(DATA FOR THE TASK begins)

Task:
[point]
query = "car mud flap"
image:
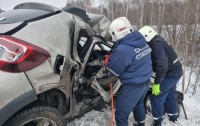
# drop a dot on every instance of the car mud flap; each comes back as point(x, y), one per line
point(105, 94)
point(96, 101)
point(97, 86)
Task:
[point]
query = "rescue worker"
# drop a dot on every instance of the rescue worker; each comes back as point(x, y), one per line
point(168, 71)
point(130, 61)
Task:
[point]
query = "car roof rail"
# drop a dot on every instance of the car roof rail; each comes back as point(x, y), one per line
point(36, 6)
point(78, 12)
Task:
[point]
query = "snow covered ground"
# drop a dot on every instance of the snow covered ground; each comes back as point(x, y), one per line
point(191, 104)
point(102, 118)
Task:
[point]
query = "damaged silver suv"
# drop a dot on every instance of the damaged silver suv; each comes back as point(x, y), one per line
point(51, 64)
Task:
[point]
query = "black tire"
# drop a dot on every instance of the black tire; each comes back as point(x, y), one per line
point(39, 115)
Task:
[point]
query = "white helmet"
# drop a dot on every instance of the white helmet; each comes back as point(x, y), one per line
point(148, 33)
point(119, 28)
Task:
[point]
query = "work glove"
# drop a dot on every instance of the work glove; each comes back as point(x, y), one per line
point(106, 59)
point(156, 89)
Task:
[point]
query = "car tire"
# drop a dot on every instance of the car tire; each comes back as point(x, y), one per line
point(148, 108)
point(37, 116)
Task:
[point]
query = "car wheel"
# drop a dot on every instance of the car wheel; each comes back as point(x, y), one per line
point(37, 116)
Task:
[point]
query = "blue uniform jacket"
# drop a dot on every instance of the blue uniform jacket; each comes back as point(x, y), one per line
point(130, 59)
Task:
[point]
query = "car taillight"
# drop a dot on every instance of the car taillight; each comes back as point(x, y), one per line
point(19, 56)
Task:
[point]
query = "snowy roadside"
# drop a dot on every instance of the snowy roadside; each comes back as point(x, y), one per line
point(191, 104)
point(102, 118)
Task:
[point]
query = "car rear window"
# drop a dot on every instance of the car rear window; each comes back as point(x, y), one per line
point(20, 15)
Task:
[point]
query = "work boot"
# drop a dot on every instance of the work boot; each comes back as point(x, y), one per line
point(172, 119)
point(156, 123)
point(139, 124)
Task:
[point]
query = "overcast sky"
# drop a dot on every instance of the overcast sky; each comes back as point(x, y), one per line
point(9, 4)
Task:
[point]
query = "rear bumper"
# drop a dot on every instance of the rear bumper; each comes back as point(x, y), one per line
point(15, 93)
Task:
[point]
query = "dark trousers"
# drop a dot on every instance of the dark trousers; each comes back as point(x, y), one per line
point(167, 99)
point(130, 99)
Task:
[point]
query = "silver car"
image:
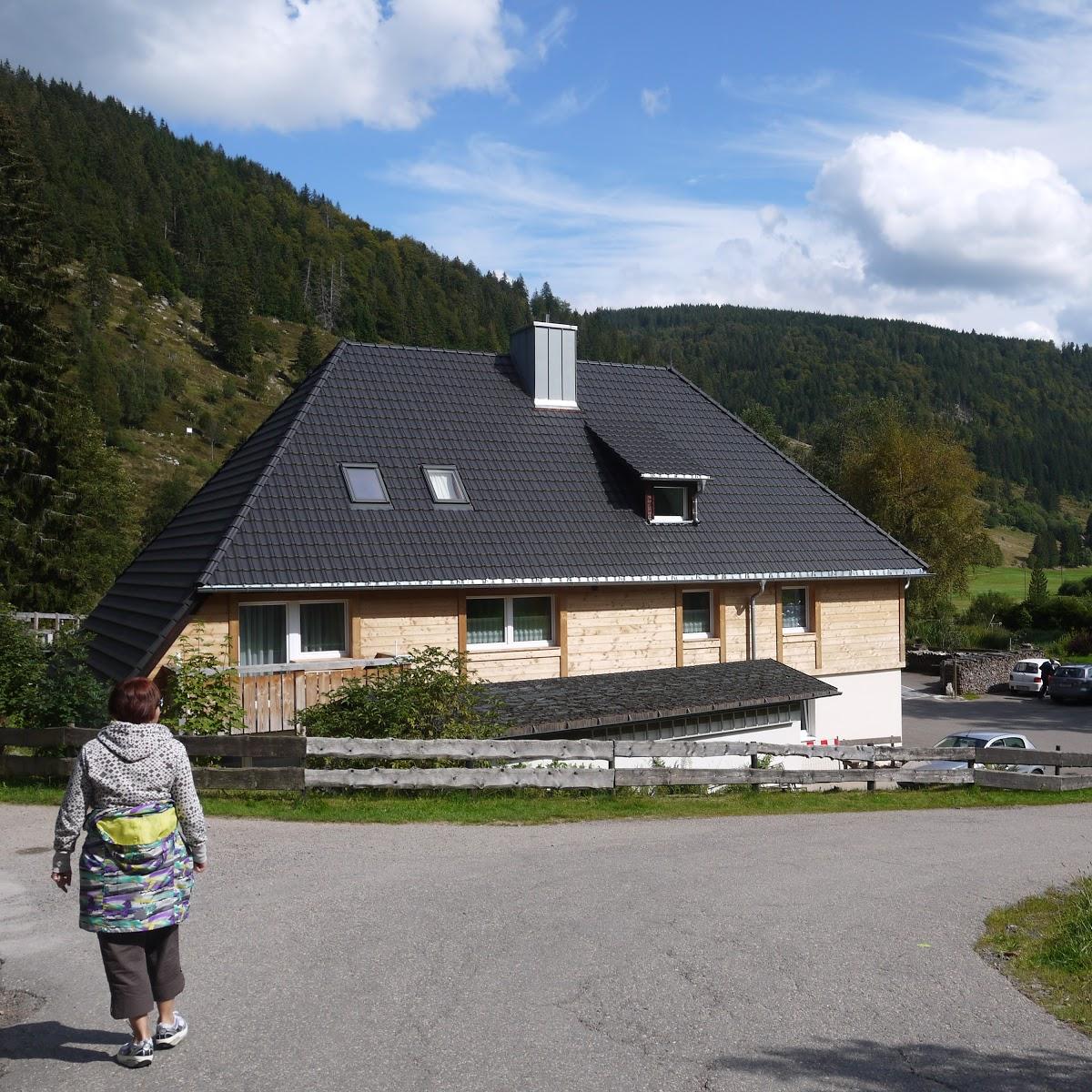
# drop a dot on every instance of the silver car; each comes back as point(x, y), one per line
point(1026, 676)
point(981, 741)
point(1073, 681)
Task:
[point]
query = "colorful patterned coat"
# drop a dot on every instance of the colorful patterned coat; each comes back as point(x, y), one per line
point(136, 872)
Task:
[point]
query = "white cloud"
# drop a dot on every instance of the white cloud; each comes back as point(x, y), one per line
point(268, 63)
point(970, 217)
point(655, 101)
point(567, 105)
point(552, 33)
point(507, 207)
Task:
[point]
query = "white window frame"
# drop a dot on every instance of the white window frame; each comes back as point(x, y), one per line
point(511, 642)
point(711, 631)
point(293, 637)
point(794, 631)
point(461, 498)
point(687, 505)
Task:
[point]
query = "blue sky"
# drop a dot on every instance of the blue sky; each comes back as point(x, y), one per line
point(927, 161)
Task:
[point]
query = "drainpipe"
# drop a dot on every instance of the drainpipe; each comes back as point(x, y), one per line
point(751, 621)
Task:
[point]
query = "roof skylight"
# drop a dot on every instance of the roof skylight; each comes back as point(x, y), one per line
point(365, 484)
point(445, 485)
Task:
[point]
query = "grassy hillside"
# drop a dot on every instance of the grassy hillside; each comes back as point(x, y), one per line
point(167, 339)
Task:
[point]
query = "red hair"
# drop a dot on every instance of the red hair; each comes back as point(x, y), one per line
point(135, 700)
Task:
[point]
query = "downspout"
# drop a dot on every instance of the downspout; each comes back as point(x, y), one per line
point(751, 621)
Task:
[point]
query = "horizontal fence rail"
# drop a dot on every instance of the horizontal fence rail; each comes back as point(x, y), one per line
point(279, 762)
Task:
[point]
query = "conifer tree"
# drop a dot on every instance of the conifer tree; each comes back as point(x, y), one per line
point(1037, 591)
point(308, 354)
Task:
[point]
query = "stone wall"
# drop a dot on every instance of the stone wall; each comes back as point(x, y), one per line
point(978, 672)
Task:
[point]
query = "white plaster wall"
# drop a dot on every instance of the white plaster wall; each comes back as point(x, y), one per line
point(868, 708)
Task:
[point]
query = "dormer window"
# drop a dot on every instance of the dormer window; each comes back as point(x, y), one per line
point(445, 485)
point(671, 503)
point(365, 484)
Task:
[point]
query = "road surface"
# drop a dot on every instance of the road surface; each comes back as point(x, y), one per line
point(803, 953)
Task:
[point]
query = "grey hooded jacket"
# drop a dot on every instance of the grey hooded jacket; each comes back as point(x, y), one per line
point(125, 765)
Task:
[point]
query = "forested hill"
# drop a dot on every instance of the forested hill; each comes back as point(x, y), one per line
point(176, 214)
point(1024, 407)
point(126, 196)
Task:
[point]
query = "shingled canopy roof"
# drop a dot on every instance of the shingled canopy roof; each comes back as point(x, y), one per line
point(589, 702)
point(547, 503)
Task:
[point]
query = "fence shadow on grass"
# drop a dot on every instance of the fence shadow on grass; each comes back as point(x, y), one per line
point(52, 1041)
point(865, 1066)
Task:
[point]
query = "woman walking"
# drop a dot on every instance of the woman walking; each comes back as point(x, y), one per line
point(132, 791)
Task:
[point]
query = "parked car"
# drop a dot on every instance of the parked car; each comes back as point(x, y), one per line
point(1071, 681)
point(1026, 676)
point(981, 741)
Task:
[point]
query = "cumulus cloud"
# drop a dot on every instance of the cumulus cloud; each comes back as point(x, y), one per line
point(969, 217)
point(655, 101)
point(268, 63)
point(509, 207)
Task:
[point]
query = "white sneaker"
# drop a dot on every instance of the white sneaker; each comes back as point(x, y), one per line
point(170, 1035)
point(136, 1054)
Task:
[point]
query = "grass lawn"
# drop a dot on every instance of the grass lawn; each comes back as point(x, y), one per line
point(1044, 945)
point(541, 806)
point(1011, 580)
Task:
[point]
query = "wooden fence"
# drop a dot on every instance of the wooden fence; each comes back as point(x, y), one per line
point(580, 763)
point(272, 700)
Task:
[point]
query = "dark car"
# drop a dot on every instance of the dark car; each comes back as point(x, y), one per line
point(1071, 682)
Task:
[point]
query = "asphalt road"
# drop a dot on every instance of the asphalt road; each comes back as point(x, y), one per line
point(819, 953)
point(927, 715)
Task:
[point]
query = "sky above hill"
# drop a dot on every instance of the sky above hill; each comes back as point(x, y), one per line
point(927, 161)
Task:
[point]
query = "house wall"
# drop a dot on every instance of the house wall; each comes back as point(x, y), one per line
point(854, 639)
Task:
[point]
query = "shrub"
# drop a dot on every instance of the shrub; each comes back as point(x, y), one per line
point(44, 686)
point(431, 697)
point(202, 698)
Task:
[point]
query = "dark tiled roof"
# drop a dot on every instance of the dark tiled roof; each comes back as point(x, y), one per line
point(153, 598)
point(644, 448)
point(549, 502)
point(588, 702)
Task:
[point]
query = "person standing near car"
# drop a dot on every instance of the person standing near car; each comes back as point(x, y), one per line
point(132, 791)
point(1047, 672)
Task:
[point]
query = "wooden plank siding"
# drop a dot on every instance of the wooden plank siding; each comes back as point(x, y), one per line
point(856, 626)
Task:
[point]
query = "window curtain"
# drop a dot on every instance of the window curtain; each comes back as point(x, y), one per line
point(263, 634)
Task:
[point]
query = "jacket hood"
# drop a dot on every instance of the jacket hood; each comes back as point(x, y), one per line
point(132, 743)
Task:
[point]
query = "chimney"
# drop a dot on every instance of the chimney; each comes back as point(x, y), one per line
point(545, 359)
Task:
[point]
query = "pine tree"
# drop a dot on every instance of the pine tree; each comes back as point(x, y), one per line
point(308, 354)
point(31, 365)
point(1037, 591)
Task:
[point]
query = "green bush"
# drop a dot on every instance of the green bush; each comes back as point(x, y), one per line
point(430, 697)
point(43, 686)
point(202, 698)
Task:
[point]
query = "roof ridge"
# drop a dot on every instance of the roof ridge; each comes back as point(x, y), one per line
point(423, 349)
point(621, 364)
point(248, 501)
point(792, 462)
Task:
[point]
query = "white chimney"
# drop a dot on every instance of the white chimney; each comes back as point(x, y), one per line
point(545, 359)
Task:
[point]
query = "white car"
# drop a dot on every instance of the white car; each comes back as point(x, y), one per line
point(980, 741)
point(1026, 676)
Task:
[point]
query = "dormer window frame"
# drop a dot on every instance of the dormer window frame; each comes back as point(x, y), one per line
point(354, 500)
point(460, 500)
point(688, 485)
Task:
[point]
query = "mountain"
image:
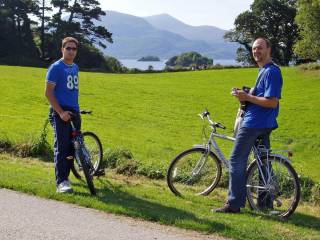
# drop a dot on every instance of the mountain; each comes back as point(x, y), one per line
point(135, 37)
point(209, 34)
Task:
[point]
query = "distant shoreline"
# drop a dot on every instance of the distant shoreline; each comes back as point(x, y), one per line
point(149, 59)
point(160, 65)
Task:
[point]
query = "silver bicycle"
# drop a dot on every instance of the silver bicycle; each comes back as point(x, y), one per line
point(273, 185)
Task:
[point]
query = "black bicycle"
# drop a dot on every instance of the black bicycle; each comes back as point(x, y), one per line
point(88, 155)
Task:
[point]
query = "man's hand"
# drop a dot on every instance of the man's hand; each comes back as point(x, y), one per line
point(242, 95)
point(261, 101)
point(66, 115)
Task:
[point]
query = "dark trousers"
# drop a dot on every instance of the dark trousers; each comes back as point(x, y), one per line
point(245, 140)
point(63, 146)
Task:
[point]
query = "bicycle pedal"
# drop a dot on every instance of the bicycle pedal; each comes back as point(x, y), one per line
point(100, 173)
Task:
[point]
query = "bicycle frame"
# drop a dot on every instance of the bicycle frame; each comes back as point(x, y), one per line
point(213, 146)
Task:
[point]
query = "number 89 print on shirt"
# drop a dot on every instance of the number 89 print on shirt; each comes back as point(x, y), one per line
point(66, 81)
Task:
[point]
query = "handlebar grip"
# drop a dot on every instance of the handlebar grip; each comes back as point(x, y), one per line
point(85, 112)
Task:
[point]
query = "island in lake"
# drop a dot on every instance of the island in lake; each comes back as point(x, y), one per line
point(149, 59)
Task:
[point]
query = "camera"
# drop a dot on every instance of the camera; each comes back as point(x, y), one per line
point(246, 89)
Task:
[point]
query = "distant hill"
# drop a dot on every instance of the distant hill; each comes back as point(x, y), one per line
point(135, 37)
point(208, 34)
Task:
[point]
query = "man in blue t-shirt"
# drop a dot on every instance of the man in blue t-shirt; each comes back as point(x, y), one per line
point(258, 121)
point(62, 89)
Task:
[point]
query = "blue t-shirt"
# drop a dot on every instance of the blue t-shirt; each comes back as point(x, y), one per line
point(66, 80)
point(269, 84)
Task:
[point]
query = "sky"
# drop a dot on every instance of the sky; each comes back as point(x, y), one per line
point(218, 13)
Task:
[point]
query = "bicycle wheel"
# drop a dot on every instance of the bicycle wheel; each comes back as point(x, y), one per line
point(194, 172)
point(87, 168)
point(93, 151)
point(281, 193)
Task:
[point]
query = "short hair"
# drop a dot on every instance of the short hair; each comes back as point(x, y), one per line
point(267, 41)
point(69, 39)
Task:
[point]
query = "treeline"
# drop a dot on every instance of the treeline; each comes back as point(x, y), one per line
point(292, 26)
point(32, 30)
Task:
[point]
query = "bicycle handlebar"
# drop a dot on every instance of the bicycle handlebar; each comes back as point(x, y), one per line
point(85, 112)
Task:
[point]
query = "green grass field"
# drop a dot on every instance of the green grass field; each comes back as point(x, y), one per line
point(155, 115)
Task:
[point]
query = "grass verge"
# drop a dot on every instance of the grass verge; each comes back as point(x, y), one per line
point(151, 200)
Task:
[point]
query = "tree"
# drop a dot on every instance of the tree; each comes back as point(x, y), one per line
point(273, 19)
point(43, 9)
point(308, 19)
point(15, 26)
point(78, 23)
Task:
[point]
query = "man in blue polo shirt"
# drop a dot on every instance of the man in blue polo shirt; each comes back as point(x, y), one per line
point(62, 89)
point(259, 120)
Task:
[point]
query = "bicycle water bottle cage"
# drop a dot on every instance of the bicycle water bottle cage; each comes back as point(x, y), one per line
point(262, 150)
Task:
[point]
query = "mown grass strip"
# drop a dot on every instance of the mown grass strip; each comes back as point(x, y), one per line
point(151, 200)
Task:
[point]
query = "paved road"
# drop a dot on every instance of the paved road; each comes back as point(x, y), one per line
point(27, 217)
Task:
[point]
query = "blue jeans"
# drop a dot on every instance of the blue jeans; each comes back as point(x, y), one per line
point(245, 140)
point(62, 143)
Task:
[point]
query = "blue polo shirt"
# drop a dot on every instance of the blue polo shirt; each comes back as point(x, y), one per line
point(269, 84)
point(66, 81)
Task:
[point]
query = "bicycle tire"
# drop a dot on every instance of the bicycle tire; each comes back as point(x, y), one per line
point(201, 183)
point(93, 147)
point(86, 170)
point(284, 187)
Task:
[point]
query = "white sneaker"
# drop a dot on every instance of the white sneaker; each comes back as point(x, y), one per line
point(64, 187)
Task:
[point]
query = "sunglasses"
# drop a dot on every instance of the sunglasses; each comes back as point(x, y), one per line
point(70, 48)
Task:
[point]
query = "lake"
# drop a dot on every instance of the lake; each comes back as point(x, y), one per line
point(132, 63)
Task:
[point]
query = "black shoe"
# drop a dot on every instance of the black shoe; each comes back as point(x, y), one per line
point(227, 209)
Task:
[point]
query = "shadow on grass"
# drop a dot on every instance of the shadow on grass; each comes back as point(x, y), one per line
point(133, 206)
point(298, 219)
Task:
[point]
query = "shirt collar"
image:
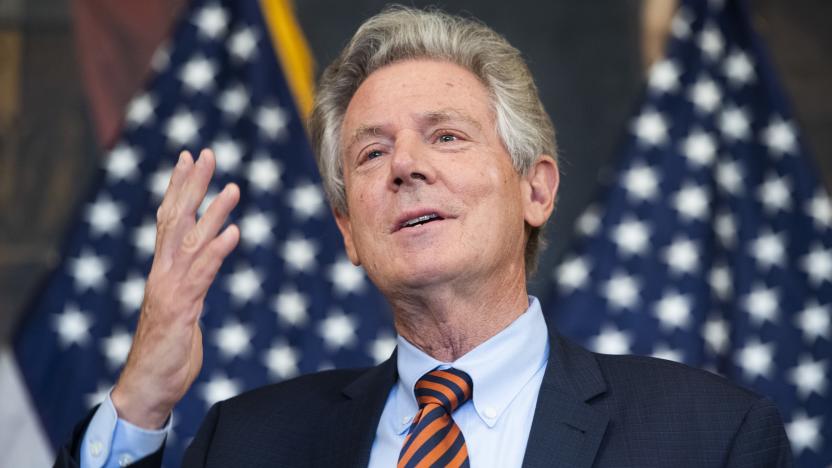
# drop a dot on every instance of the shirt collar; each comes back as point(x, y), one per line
point(500, 367)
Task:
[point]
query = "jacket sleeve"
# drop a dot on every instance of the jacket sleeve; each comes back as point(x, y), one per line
point(761, 440)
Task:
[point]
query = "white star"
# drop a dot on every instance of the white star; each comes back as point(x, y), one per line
point(256, 229)
point(198, 74)
point(158, 182)
point(589, 221)
point(762, 304)
point(338, 330)
point(233, 339)
point(738, 68)
point(720, 281)
point(673, 311)
point(726, 228)
point(73, 326)
point(663, 351)
point(219, 388)
point(299, 254)
point(612, 341)
point(104, 216)
point(211, 20)
point(700, 148)
point(382, 347)
point(756, 359)
point(641, 182)
point(692, 202)
point(780, 137)
point(805, 433)
point(651, 128)
point(818, 264)
point(122, 163)
point(244, 285)
point(711, 42)
point(182, 128)
point(346, 277)
point(622, 291)
point(264, 174)
point(234, 101)
point(664, 76)
point(140, 110)
point(682, 256)
point(228, 155)
point(88, 271)
point(717, 335)
point(729, 177)
point(116, 347)
point(144, 238)
point(820, 209)
point(282, 361)
point(272, 121)
point(243, 44)
point(631, 236)
point(775, 194)
point(705, 95)
point(572, 274)
point(131, 293)
point(815, 321)
point(291, 307)
point(809, 377)
point(735, 123)
point(307, 201)
point(768, 249)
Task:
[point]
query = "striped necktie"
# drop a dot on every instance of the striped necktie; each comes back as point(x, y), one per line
point(434, 439)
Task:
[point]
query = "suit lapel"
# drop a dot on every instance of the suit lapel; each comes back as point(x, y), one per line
point(566, 430)
point(351, 422)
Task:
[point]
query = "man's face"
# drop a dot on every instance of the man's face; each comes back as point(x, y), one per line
point(431, 191)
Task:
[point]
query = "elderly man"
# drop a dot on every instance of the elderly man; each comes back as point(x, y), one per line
point(438, 160)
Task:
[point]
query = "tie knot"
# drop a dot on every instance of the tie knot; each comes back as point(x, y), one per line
point(448, 388)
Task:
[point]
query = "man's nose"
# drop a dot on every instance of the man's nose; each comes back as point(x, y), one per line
point(411, 162)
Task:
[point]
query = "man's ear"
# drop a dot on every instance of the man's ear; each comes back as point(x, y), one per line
point(345, 226)
point(540, 187)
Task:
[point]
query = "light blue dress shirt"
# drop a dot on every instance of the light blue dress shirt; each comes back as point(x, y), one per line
point(507, 371)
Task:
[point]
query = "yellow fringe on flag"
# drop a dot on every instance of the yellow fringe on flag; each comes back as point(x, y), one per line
point(292, 51)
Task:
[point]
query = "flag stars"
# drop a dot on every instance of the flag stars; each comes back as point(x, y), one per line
point(664, 76)
point(805, 433)
point(338, 330)
point(346, 277)
point(809, 376)
point(756, 359)
point(738, 68)
point(72, 326)
point(88, 271)
point(650, 127)
point(673, 311)
point(264, 174)
point(244, 285)
point(631, 236)
point(122, 163)
point(282, 361)
point(291, 307)
point(233, 339)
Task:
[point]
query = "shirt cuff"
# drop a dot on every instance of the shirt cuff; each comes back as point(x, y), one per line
point(110, 441)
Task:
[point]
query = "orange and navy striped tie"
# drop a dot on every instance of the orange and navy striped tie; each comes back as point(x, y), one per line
point(434, 438)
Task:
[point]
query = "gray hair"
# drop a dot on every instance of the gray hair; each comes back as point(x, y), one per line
point(400, 33)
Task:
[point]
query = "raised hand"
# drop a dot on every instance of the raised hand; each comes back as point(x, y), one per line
point(166, 355)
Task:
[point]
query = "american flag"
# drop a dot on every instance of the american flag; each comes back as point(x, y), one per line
point(712, 243)
point(286, 302)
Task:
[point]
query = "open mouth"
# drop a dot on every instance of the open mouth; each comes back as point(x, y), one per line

(DATA FOR THE TASK ends)

Show the lines of the records that include the string "open".

query = "open mouth"
# drop a dot on every instance of the open mouth; each comes back as point(x, y), one per line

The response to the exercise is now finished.